--- start of Exercise data ---
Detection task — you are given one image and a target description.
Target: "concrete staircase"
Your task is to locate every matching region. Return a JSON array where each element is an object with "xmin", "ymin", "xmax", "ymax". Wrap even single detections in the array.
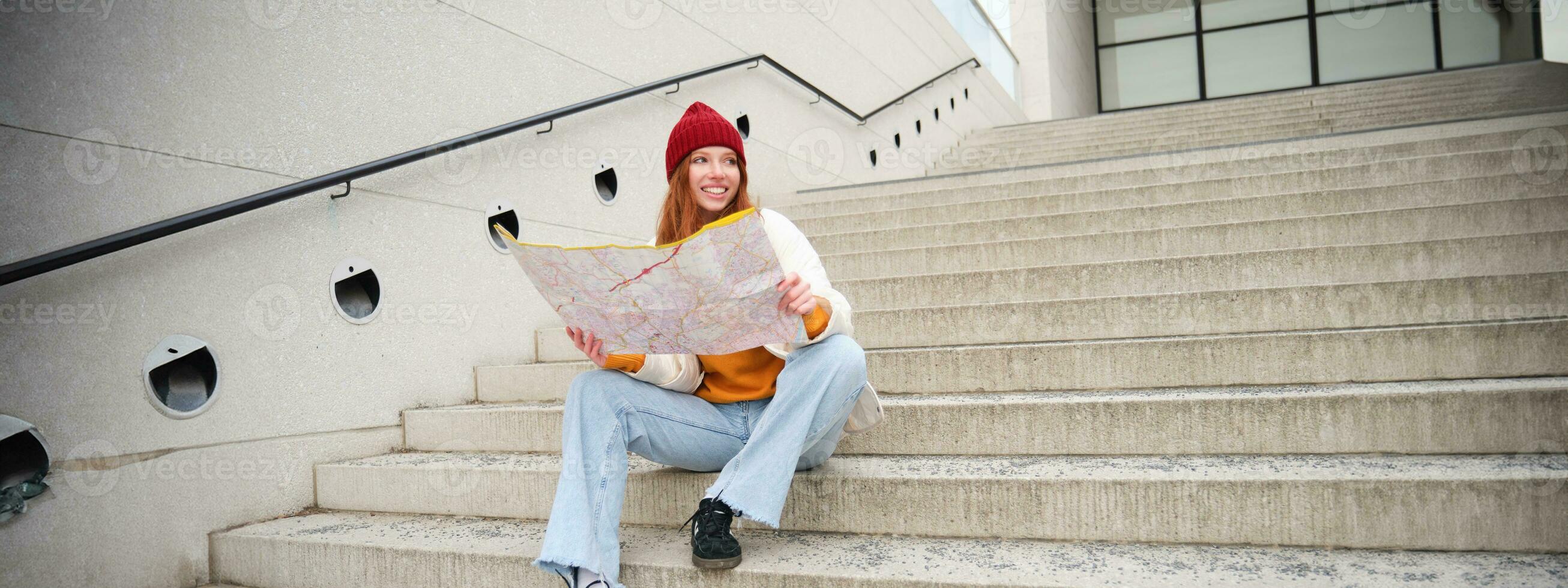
[
  {"xmin": 212, "ymin": 64, "xmax": 1568, "ymax": 588},
  {"xmin": 936, "ymin": 61, "xmax": 1568, "ymax": 171}
]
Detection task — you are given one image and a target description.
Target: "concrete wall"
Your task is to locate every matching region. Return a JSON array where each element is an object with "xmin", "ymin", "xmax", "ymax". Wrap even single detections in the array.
[
  {"xmin": 1012, "ymin": 0, "xmax": 1099, "ymax": 121},
  {"xmin": 0, "ymin": 0, "xmax": 1024, "ymax": 586}
]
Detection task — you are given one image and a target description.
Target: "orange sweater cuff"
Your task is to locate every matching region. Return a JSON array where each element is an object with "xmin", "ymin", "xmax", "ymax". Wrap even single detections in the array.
[
  {"xmin": 801, "ymin": 295, "xmax": 833, "ymax": 338},
  {"xmin": 604, "ymin": 353, "xmax": 646, "ymax": 373}
]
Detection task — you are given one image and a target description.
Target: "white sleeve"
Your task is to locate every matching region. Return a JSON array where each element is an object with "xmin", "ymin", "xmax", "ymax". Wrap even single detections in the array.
[{"xmin": 762, "ymin": 209, "xmax": 855, "ymax": 347}]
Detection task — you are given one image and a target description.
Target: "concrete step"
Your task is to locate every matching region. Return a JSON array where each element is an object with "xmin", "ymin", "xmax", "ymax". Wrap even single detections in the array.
[
  {"xmin": 960, "ymin": 105, "xmax": 1330, "ymax": 149},
  {"xmin": 977, "ymin": 61, "xmax": 1568, "ymax": 136},
  {"xmin": 833, "ymin": 230, "xmax": 1568, "ymax": 310},
  {"xmin": 212, "ymin": 506, "xmax": 1568, "ymax": 588},
  {"xmin": 963, "ymin": 90, "xmax": 1568, "ymax": 149},
  {"xmin": 790, "ymin": 137, "xmax": 1568, "ymax": 227},
  {"xmin": 936, "ymin": 121, "xmax": 1333, "ymax": 171},
  {"xmin": 809, "ymin": 174, "xmax": 1568, "ymax": 254},
  {"xmin": 958, "ymin": 116, "xmax": 1333, "ymax": 157},
  {"xmin": 475, "ymin": 319, "xmax": 1568, "ymax": 401},
  {"xmin": 820, "ymin": 196, "xmax": 1568, "ymax": 279},
  {"xmin": 315, "ymin": 452, "xmax": 1568, "ymax": 552},
  {"xmin": 784, "ymin": 112, "xmax": 1568, "ymax": 206},
  {"xmin": 933, "ymin": 99, "xmax": 1562, "ymax": 174},
  {"xmin": 964, "ymin": 83, "xmax": 1568, "ymax": 148},
  {"xmin": 403, "ymin": 378, "xmax": 1568, "ymax": 455},
  {"xmin": 536, "ymin": 271, "xmax": 1568, "ymax": 362},
  {"xmin": 978, "ymin": 100, "xmax": 1328, "ymax": 148}
]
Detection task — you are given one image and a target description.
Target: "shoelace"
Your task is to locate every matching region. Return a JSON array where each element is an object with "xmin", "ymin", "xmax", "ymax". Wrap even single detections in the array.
[
  {"xmin": 555, "ymin": 568, "xmax": 610, "ymax": 588},
  {"xmin": 681, "ymin": 491, "xmax": 740, "ymax": 539}
]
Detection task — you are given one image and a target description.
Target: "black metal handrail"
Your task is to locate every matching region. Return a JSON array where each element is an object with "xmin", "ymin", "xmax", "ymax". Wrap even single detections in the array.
[{"xmin": 0, "ymin": 53, "xmax": 980, "ymax": 286}]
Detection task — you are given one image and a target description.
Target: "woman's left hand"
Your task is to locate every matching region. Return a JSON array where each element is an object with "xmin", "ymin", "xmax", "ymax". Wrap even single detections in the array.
[{"xmin": 773, "ymin": 271, "xmax": 817, "ymax": 315}]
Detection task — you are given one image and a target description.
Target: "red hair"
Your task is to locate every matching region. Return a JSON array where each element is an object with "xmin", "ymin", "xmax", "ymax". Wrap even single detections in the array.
[{"xmin": 654, "ymin": 154, "xmax": 753, "ymax": 245}]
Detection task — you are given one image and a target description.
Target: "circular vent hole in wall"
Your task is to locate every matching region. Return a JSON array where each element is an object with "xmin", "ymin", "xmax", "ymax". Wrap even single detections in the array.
[
  {"xmin": 593, "ymin": 163, "xmax": 620, "ymax": 205},
  {"xmin": 330, "ymin": 257, "xmax": 381, "ymax": 325},
  {"xmin": 141, "ymin": 335, "xmax": 218, "ymax": 419},
  {"xmin": 0, "ymin": 414, "xmax": 49, "ymax": 495},
  {"xmin": 484, "ymin": 201, "xmax": 522, "ymax": 253},
  {"xmin": 735, "ymin": 115, "xmax": 751, "ymax": 141}
]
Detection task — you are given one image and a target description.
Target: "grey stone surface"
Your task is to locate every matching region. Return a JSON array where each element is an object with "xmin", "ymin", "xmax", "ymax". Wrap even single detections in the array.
[
  {"xmin": 317, "ymin": 452, "xmax": 1568, "ymax": 552},
  {"xmin": 420, "ymin": 378, "xmax": 1568, "ymax": 455},
  {"xmin": 213, "ymin": 513, "xmax": 1568, "ymax": 588}
]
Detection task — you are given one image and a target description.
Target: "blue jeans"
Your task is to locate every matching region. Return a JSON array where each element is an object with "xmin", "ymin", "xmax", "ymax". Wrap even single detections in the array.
[{"xmin": 533, "ymin": 334, "xmax": 866, "ymax": 588}]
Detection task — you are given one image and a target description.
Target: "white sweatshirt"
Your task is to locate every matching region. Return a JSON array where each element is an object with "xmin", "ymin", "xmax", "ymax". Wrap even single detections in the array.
[{"xmin": 611, "ymin": 209, "xmax": 883, "ymax": 434}]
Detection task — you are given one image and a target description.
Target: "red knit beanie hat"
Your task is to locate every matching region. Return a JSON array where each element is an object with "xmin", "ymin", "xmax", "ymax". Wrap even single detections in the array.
[{"xmin": 665, "ymin": 102, "xmax": 746, "ymax": 181}]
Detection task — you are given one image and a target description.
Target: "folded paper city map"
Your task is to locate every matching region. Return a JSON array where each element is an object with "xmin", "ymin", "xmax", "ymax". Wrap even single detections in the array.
[{"xmin": 494, "ymin": 209, "xmax": 804, "ymax": 355}]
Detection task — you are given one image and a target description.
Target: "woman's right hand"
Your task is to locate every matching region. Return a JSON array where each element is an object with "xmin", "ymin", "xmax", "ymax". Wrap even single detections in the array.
[{"xmin": 566, "ymin": 326, "xmax": 610, "ymax": 367}]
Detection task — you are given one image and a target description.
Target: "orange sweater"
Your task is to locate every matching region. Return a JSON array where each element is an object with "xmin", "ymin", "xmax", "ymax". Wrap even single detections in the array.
[{"xmin": 604, "ymin": 296, "xmax": 833, "ymax": 404}]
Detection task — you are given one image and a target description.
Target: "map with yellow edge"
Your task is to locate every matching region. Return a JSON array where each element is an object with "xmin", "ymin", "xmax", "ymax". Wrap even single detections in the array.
[{"xmin": 494, "ymin": 207, "xmax": 804, "ymax": 355}]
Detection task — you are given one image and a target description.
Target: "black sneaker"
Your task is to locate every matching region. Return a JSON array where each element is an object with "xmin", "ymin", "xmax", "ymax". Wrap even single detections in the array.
[
  {"xmin": 681, "ymin": 497, "xmax": 740, "ymax": 568},
  {"xmin": 555, "ymin": 568, "xmax": 610, "ymax": 588}
]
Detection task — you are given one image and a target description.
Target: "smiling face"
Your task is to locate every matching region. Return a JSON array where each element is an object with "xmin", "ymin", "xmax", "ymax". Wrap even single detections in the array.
[{"xmin": 687, "ymin": 146, "xmax": 740, "ymax": 223}]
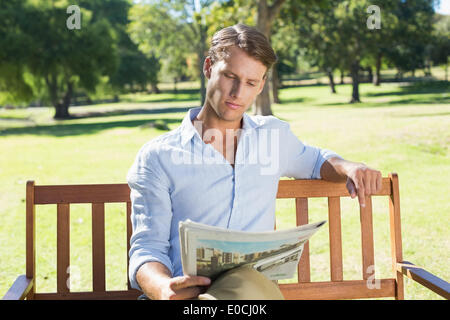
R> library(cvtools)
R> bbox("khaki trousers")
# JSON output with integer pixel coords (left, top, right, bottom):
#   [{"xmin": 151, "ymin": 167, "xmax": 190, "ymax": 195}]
[{"xmin": 198, "ymin": 266, "xmax": 284, "ymax": 300}]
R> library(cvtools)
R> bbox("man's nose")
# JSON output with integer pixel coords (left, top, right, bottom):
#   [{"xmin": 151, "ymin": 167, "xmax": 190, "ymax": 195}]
[{"xmin": 230, "ymin": 80, "xmax": 242, "ymax": 98}]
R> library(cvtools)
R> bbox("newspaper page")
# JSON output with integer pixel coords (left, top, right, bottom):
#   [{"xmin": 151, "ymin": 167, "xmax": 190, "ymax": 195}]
[{"xmin": 179, "ymin": 219, "xmax": 326, "ymax": 280}]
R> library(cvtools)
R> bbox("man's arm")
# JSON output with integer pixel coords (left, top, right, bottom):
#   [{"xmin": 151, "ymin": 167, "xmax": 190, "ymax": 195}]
[
  {"xmin": 320, "ymin": 157, "xmax": 382, "ymax": 207},
  {"xmin": 136, "ymin": 262, "xmax": 211, "ymax": 300}
]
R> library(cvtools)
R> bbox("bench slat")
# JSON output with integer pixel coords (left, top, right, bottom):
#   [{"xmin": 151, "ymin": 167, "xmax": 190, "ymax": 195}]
[
  {"xmin": 277, "ymin": 178, "xmax": 391, "ymax": 199},
  {"xmin": 389, "ymin": 173, "xmax": 404, "ymax": 300},
  {"xmin": 34, "ymin": 289, "xmax": 142, "ymax": 300},
  {"xmin": 295, "ymin": 198, "xmax": 311, "ymax": 282},
  {"xmin": 126, "ymin": 201, "xmax": 133, "ymax": 289},
  {"xmin": 360, "ymin": 197, "xmax": 375, "ymax": 280},
  {"xmin": 92, "ymin": 203, "xmax": 106, "ymax": 292},
  {"xmin": 56, "ymin": 203, "xmax": 70, "ymax": 293},
  {"xmin": 34, "ymin": 178, "xmax": 391, "ymax": 204},
  {"xmin": 328, "ymin": 197, "xmax": 343, "ymax": 281},
  {"xmin": 34, "ymin": 183, "xmax": 130, "ymax": 204},
  {"xmin": 279, "ymin": 279, "xmax": 395, "ymax": 300}
]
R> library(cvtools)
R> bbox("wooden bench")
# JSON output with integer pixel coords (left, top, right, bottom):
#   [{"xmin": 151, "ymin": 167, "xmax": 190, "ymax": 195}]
[{"xmin": 3, "ymin": 174, "xmax": 450, "ymax": 300}]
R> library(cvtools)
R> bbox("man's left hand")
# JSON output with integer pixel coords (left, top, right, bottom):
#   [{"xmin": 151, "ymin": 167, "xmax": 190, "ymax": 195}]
[{"xmin": 346, "ymin": 163, "xmax": 382, "ymax": 208}]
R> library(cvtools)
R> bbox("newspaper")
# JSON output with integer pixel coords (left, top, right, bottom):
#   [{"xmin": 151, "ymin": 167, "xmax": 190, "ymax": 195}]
[{"xmin": 179, "ymin": 219, "xmax": 326, "ymax": 280}]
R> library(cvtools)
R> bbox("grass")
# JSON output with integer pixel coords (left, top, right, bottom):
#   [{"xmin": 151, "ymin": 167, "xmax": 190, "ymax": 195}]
[{"xmin": 0, "ymin": 82, "xmax": 450, "ymax": 299}]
--- end of Exercise data ---
Find every line in the items above that contains the string "bbox" and copy each one out in full. Case matters.

> _Correct response_
R> bbox("khaki trousers")
R> bbox("man's nose")
R> bbox("newspaper page")
R> bbox("man's arm")
R> bbox("bench slat")
R> bbox("wooden bench")
R> bbox("man's left hand")
R> bbox("newspaper")
R> bbox("grass")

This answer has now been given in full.